### ABOUT THIS TASK
For this exercise, the lines from the one with "note: an instance" through the final line of the data below are to be transcribed exactly, and pictures are to be skipped.
*** RECORDS TO USE Section Begins ***
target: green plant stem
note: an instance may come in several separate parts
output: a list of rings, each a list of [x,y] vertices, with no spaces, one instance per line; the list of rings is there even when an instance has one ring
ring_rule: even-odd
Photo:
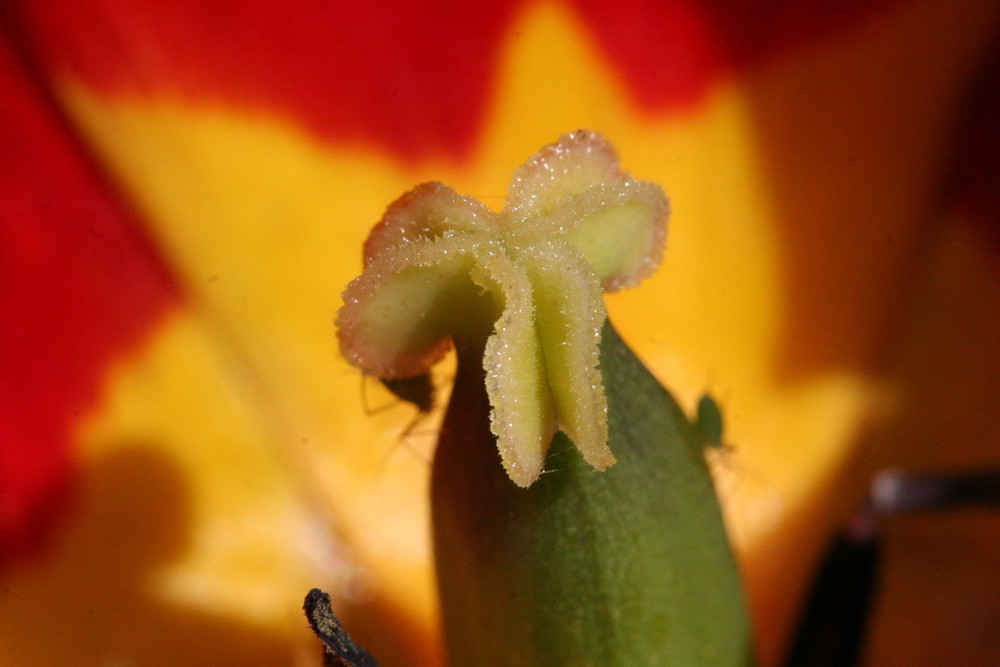
[[[618,463],[595,472],[559,433],[527,489],[500,465],[476,347],[459,350],[432,479],[452,663],[749,663],[701,439],[614,329],[601,371]]]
*** RECORDS TO USE Section Ends ***
### RESULT OF THE TASK
note: an instance may come in several separate parts
output: a list of rings, each a list of [x,y] vertices, with no spaces, one instance per line; the list of rings is there even when an instance has one ring
ring_rule: even-odd
Photo:
[[[618,463],[595,472],[559,433],[527,489],[500,465],[476,347],[459,350],[432,479],[452,663],[749,663],[701,439],[614,329],[601,371]]]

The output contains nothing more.